*** Begin section ***
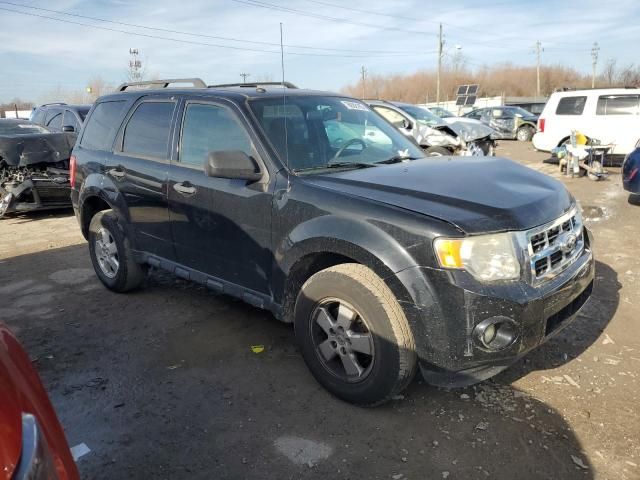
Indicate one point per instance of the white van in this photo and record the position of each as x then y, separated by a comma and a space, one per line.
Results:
611, 115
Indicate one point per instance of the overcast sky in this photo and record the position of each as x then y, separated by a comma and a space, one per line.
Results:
39, 54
*** End section ***
_TASK TO COMPLETE:_ Could you reproduce all of the data above exactly and skip any image?

_RESPONSE TO THE TASK:_
Indicate one point per instance of the white van in this photo and record the position of each as x then y, separated by a comma and a space, one per line.
Results:
611, 115
Indicate one point per instance of the overcast sky in this photo and record the position of each as x then y, separated by a comma and a space, one per line.
Results:
39, 54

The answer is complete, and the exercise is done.